> [WRITTEN TASK]:
State how many lines of the material contain the string "trail", counting only matches with the same capitalization, and give nothing but the number.

___ ENTRIES SUPPLIED

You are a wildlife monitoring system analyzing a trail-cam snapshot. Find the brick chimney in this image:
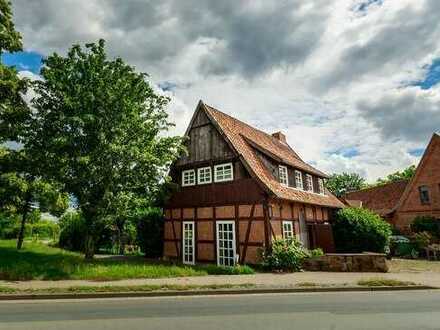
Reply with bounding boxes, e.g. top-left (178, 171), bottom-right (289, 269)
top-left (272, 132), bottom-right (287, 143)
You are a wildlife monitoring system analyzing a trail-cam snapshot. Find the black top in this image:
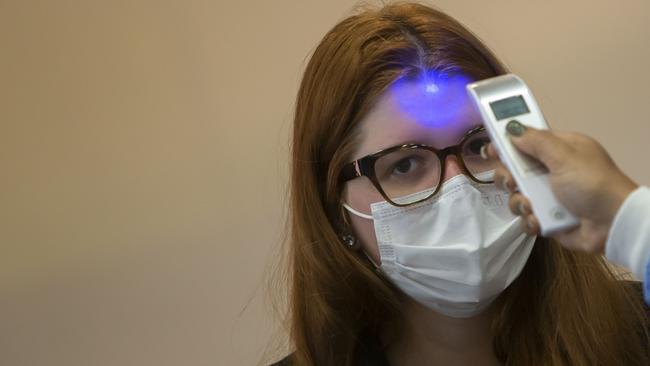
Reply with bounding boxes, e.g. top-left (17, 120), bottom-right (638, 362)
top-left (271, 281), bottom-right (650, 366)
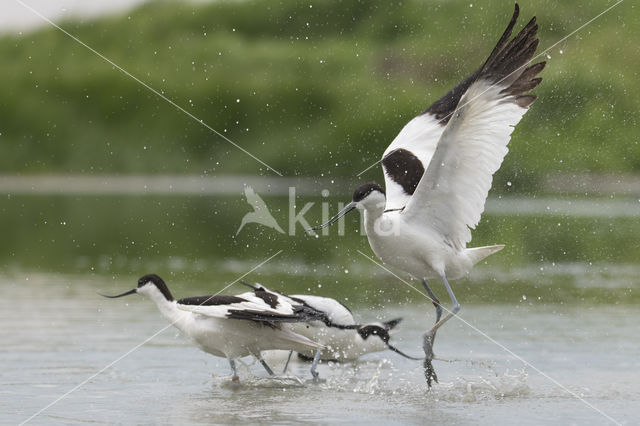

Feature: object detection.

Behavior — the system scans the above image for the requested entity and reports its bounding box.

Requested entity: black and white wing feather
[403,5,545,249]
[381,4,536,210]
[177,287,322,322]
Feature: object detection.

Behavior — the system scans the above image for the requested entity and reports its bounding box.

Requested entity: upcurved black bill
[387,343,424,361]
[307,201,357,231]
[98,288,137,299]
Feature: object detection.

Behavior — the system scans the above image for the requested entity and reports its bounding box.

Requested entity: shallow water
[0,274,640,424]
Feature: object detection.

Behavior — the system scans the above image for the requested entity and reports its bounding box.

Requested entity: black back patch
[178,295,246,306]
[254,287,280,309]
[382,148,424,195]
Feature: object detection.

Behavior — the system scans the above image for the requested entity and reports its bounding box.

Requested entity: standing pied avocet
[243,282,422,377]
[103,274,323,381]
[312,4,545,386]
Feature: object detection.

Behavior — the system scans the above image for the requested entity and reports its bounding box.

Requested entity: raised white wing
[381,14,510,210]
[402,7,545,249]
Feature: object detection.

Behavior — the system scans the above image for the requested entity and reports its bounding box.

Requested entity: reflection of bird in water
[312,4,545,385]
[236,186,284,235]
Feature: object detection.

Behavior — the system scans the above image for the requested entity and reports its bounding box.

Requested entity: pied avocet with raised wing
[103,274,323,381]
[312,4,545,386]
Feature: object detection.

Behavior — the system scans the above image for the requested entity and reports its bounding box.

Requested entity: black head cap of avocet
[309,182,386,231]
[99,274,174,302]
[356,318,424,361]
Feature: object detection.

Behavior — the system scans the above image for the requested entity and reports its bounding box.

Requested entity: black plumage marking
[421,70,480,126]
[138,274,174,302]
[382,318,402,330]
[477,4,546,108]
[358,325,391,343]
[353,182,384,202]
[178,295,247,306]
[253,287,280,309]
[382,148,424,195]
[227,306,324,323]
[423,3,546,126]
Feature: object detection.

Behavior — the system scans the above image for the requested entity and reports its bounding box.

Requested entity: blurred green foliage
[0,0,640,191]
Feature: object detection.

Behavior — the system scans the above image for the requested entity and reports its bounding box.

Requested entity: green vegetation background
[0,0,640,191]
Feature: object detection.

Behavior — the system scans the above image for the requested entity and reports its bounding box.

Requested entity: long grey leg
[229,359,240,382]
[282,351,293,374]
[424,275,460,386]
[422,280,442,387]
[258,357,273,376]
[431,275,460,332]
[311,349,322,379]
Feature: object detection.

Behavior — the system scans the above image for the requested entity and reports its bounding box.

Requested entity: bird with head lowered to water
[311,4,545,386]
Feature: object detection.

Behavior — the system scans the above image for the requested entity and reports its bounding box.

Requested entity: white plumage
[314,4,545,386]
[105,274,324,380]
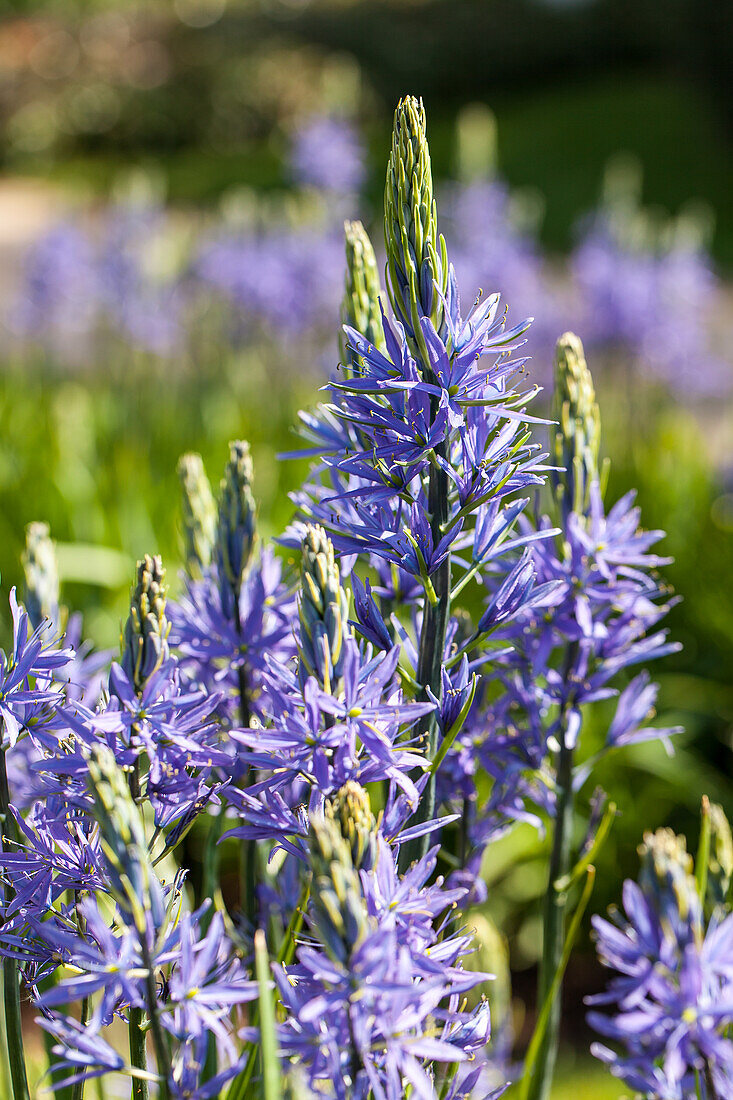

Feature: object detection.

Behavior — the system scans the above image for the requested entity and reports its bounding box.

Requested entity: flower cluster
[0,97,695,1100]
[588,805,733,1100]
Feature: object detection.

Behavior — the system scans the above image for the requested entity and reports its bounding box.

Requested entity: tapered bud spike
[87,744,164,932]
[21,523,58,629]
[551,332,601,518]
[308,814,369,963]
[638,828,702,928]
[216,440,256,619]
[178,454,217,578]
[705,802,733,916]
[384,96,448,358]
[324,780,376,870]
[298,525,351,694]
[121,554,171,694]
[341,221,384,367]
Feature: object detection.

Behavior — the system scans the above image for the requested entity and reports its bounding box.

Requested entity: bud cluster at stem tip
[21,523,58,629]
[121,554,171,694]
[551,332,601,517]
[324,779,376,870]
[178,453,217,578]
[216,439,256,618]
[298,525,350,691]
[384,96,448,356]
[308,814,368,963]
[87,745,163,930]
[341,221,384,367]
[638,828,701,927]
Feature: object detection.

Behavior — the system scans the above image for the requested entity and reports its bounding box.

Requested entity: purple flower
[588,831,733,1100]
[289,116,365,194]
[0,589,72,748]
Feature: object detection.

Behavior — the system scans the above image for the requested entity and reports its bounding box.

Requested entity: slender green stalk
[0,749,29,1100]
[254,928,283,1100]
[519,864,595,1100]
[402,443,450,869]
[527,708,575,1100]
[72,997,89,1100]
[140,937,171,1100]
[0,970,12,1096]
[128,1007,150,1100]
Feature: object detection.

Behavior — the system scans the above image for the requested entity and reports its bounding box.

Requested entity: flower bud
[638,828,702,945]
[87,744,165,932]
[478,556,537,634]
[551,332,601,518]
[324,779,376,870]
[21,523,58,630]
[705,802,733,915]
[178,454,217,578]
[384,96,448,354]
[308,814,369,963]
[216,440,256,619]
[341,221,384,367]
[121,554,171,694]
[298,525,350,692]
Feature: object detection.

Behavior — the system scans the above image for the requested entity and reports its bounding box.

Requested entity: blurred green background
[0,0,733,1098]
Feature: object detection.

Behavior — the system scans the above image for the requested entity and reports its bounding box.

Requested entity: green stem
[140,936,171,1100]
[529,704,573,1100]
[128,1007,150,1100]
[234,595,258,928]
[0,748,29,1100]
[401,444,450,870]
[72,997,89,1100]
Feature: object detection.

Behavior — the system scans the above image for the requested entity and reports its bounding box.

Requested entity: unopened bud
[21,523,58,630]
[325,779,376,870]
[308,815,369,963]
[298,525,350,692]
[121,554,171,694]
[217,440,256,619]
[551,332,601,518]
[384,96,448,356]
[178,454,217,578]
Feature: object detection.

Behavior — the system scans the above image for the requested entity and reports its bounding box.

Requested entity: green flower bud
[178,454,217,578]
[21,523,58,630]
[217,440,256,618]
[638,828,702,928]
[87,744,164,931]
[308,815,369,963]
[384,96,448,365]
[550,332,601,517]
[341,221,385,366]
[324,779,376,870]
[121,554,171,694]
[298,526,351,693]
[705,802,733,914]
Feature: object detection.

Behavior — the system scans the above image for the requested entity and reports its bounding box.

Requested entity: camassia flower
[588,829,733,1100]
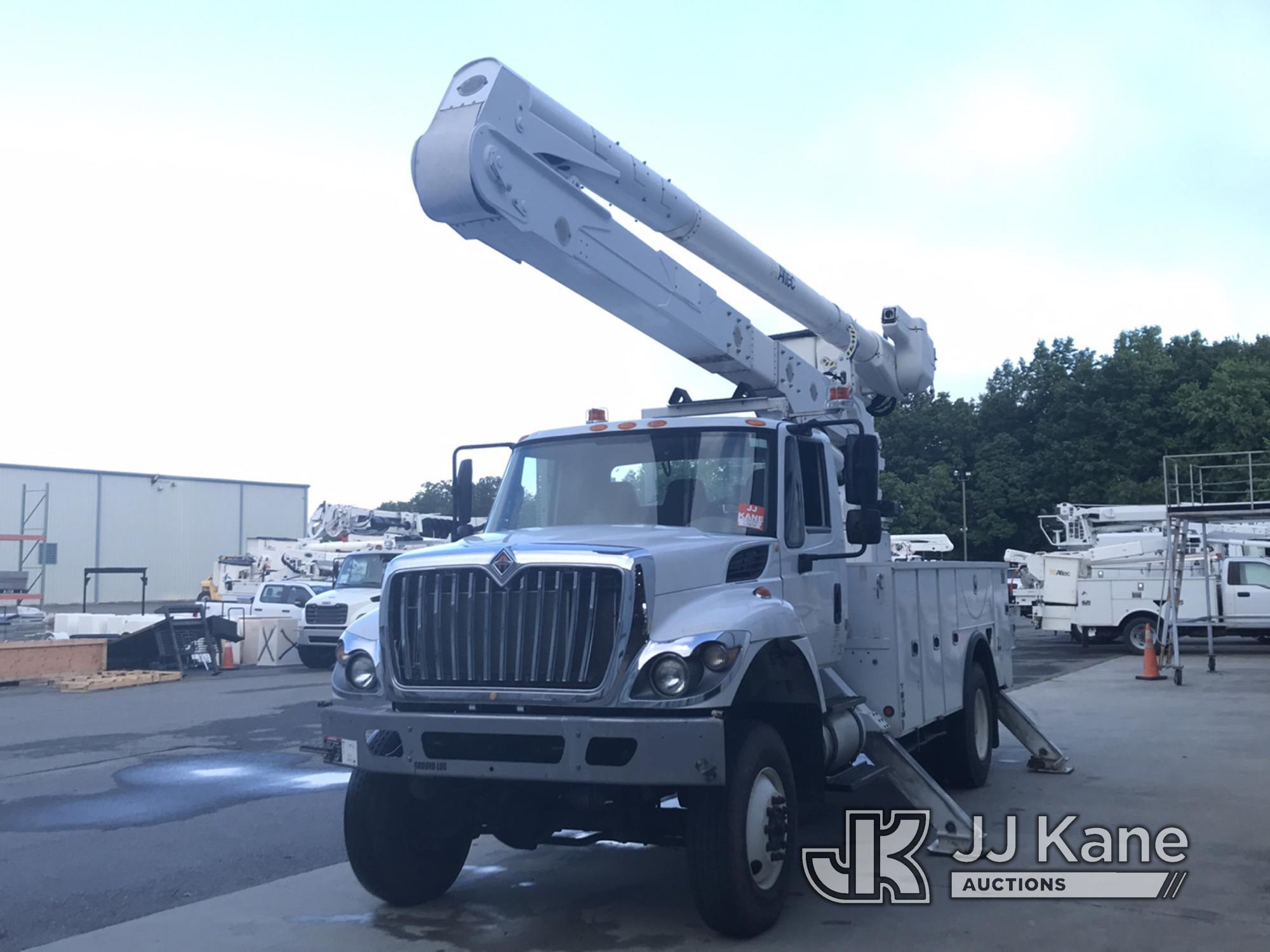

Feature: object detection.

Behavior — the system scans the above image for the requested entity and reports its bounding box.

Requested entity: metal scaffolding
[1161,451,1270,684]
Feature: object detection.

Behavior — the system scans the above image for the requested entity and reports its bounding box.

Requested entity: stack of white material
[53,612,163,637]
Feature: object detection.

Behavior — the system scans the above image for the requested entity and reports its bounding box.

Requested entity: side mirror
[847,509,881,546]
[450,459,472,541]
[842,433,881,508]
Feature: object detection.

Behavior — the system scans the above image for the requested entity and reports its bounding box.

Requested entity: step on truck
[323,60,1069,937]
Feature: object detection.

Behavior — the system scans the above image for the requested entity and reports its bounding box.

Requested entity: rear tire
[344,735,472,906]
[296,645,335,671]
[686,721,799,938]
[941,664,997,790]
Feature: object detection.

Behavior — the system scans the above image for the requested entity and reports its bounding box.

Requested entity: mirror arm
[798,546,869,575]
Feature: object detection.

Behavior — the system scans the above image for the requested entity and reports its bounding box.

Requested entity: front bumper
[296,625,345,647]
[321,701,725,787]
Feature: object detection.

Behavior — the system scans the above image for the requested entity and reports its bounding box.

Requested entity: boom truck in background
[198,501,462,602]
[323,60,1069,937]
[1006,503,1270,654]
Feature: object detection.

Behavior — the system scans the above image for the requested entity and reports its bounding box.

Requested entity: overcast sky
[0,0,1270,505]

______

> [FINAL RESULT]:
2